> [Written request] Reproduce the records word for word, starting at their first line and stopping after the line that contains "For each instance, a".

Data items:
- - - -
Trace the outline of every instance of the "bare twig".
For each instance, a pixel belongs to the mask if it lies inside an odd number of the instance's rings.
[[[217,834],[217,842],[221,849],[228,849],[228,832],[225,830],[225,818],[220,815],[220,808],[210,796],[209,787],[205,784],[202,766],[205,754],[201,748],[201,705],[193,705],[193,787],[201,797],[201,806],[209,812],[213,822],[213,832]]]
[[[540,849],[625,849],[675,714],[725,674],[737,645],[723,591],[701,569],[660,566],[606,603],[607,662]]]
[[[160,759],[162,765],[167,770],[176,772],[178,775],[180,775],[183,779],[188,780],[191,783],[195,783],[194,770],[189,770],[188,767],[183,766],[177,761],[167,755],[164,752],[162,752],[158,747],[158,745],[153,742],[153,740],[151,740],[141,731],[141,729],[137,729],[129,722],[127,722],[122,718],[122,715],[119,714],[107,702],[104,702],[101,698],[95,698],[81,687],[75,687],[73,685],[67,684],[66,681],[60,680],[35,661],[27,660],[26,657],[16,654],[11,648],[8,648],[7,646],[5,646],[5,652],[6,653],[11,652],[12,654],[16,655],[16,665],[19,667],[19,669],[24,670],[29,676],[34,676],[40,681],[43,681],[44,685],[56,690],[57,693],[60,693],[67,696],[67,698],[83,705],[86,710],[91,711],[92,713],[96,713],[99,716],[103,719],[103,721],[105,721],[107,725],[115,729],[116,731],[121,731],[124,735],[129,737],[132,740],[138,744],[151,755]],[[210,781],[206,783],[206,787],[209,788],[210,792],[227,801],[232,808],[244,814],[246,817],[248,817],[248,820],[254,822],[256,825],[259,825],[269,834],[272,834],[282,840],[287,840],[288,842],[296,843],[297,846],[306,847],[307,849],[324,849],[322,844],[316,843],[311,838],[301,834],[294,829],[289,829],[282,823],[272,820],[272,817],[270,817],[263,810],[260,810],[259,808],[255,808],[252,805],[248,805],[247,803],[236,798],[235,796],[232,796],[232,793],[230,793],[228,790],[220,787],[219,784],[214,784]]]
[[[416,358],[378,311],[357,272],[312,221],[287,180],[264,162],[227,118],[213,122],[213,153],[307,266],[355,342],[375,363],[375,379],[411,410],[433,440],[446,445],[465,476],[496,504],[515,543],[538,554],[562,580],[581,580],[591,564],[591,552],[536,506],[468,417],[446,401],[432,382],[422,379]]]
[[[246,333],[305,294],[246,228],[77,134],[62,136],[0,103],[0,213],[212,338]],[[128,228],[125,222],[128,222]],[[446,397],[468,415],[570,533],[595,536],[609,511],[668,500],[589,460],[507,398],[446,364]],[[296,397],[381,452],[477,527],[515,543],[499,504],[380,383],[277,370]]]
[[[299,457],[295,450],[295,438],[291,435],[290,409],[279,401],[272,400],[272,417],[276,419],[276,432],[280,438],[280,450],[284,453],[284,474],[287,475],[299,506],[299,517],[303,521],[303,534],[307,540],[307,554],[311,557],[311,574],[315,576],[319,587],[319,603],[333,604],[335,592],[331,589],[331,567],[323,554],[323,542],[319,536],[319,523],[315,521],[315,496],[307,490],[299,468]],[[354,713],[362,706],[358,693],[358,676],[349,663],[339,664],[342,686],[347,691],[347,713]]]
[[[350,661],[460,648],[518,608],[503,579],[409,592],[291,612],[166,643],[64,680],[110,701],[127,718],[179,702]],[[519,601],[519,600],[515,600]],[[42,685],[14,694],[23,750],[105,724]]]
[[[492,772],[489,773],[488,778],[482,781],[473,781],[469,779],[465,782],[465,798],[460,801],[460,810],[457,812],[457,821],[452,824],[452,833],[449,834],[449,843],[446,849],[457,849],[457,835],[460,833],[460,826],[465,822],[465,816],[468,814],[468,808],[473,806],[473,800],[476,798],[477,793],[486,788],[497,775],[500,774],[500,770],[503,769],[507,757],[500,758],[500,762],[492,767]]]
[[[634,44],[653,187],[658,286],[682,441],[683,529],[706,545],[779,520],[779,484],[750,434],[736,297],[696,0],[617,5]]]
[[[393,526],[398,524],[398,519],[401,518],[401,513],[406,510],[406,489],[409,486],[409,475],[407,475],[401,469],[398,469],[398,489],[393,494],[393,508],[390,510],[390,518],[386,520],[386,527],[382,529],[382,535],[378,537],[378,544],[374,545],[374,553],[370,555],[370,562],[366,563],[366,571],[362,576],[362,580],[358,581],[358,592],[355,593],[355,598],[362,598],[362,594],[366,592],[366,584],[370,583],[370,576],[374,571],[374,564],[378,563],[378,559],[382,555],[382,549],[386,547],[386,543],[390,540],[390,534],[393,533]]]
- - - -
> [Answer for the task]
Trace the outline of every instance of the "bare twig".
For each instance, a pixel belongs to the mask if it lies inside an odd number of the instance's rings.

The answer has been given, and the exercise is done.